Indem ich die Grundlinien de Gerechten Friedens nach der Denkschrift hier in aller Kürze darstelle, will ich deutlich machen, dass dies Schwerpunkt und Stoßrichtung der Denkschrift ist. Sie denkt vom gerechten Frieden her und zeigt Wege zu diesem Engagement auf. Sie will kirchliche wie nicht-kirchliche Akteure ermutigen, für einen gerechten Frieden zu sorgen.

Im Zusammenhang von Frieden und Recht geht es allerdings auch um die Frage, wie dieses Recht durchgesetzt werden kann angesichts grober Rechtsverletzungen – darauf gibt die Denkschrift eine Antwort auch mit der Konzeption einer rechtserhaltenden Gewalt.

2.5 Rechtserhaltende Gewalt

Die vorrangige Option für Gewaltfreiheit prägt die Denkschrift. Dennoch können Situationen eintreten, die zur Durchsetzung von Recht die Anwendung von völkerrechtlich legitimierter Gewalt erfordern: „Das christliche Ethos ist grundlegend von der Bereitschaft zum Gewaltverzicht (Mt 5,38ff.) und vorrangig von der Option für die Gewaltfreiheit bestimmt. In einer nach wie vor friedlosen, unerlösten Welt kann der Dienst am Nächsten aber auch die Notwendigkeit einschließen, den Schutz von Recht und Leben durch den Gebrauch von Gegengewalt zu gewährleisten (vgl. Röm 13,1–7).“6

Der Einsatz des Militärs ist allerdings nur in schwersten Fällen von Menschenrechtsverletzungen, Genozid und Massenmord im Zusammenhang einer nicht mehr funktionierenden Staatlichkeit als Ausnahmetatbestand denkbar. Hier tauchen einige der Kriterien aus der Lehre vom gerechten Krieg wieder auf – nun allerdings erstens in einem anderen Kontext, unter anderem Vorrang und um Gesichtspunkte erweitert.

_AUFGABE A_
Nenne alle Fälle, in denen der Textauszug einen Einsatz des Militärs als Ausnahmetatbestand für denkbar hält.
_AUFGABE B_
Erkläre anhand des Textauszugs, warum trotz der vorrangigen Option für Gewaltfreiheit der Gebrauch von Gegengewalt notwendig werden kann.
Die Liste wird für die Bearbeitung nicht benötigt.

_INFORMATIONEN_
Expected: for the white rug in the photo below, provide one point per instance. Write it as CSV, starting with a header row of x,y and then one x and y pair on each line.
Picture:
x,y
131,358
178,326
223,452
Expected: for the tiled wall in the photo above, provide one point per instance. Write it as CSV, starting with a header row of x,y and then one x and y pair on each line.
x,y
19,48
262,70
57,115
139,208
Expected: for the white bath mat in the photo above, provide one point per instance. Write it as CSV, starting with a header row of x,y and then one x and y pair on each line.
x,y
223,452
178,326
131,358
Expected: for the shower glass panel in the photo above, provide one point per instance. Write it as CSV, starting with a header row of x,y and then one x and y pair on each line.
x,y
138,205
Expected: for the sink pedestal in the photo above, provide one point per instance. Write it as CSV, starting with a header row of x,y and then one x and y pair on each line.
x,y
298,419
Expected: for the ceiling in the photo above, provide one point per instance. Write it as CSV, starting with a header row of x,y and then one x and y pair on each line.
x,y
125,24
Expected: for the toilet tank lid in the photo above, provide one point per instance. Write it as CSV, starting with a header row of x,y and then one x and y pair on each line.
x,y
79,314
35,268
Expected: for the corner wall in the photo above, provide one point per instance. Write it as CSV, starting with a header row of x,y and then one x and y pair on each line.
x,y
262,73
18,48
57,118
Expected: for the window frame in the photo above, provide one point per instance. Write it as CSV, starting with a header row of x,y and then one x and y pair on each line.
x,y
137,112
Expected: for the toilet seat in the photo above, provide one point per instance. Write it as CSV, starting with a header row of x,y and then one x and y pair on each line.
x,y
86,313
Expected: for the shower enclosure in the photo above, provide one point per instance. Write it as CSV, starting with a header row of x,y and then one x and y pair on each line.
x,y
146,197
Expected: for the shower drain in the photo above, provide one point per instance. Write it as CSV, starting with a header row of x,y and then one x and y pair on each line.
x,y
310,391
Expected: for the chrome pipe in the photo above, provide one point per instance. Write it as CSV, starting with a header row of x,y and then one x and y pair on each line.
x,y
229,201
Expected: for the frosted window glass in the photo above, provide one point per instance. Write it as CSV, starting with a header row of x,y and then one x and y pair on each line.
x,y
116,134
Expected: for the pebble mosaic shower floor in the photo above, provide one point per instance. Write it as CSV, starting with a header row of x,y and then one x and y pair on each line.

_ANTWORTFELD A_
- Schwerste Fälle von Menschenrechtsverletzungen
- Genozid
- Massenmord

Diese Fälle gelten jeweils im Zusammenhang einer nicht mehr funktionierenden Staatlichkeit.

_ANTWORTFELD B_
Die Welt ist nach wie vor friedlos und unerlöst. Deshalb kann der Dienst am Nächsten auch einschließen, Recht und Leben durch Gegengewalt zu schützen. Das gilt für Situationen, in denen die Durchsetzung von Recht völkerrechtlich legitimierte Gewalt erfordert.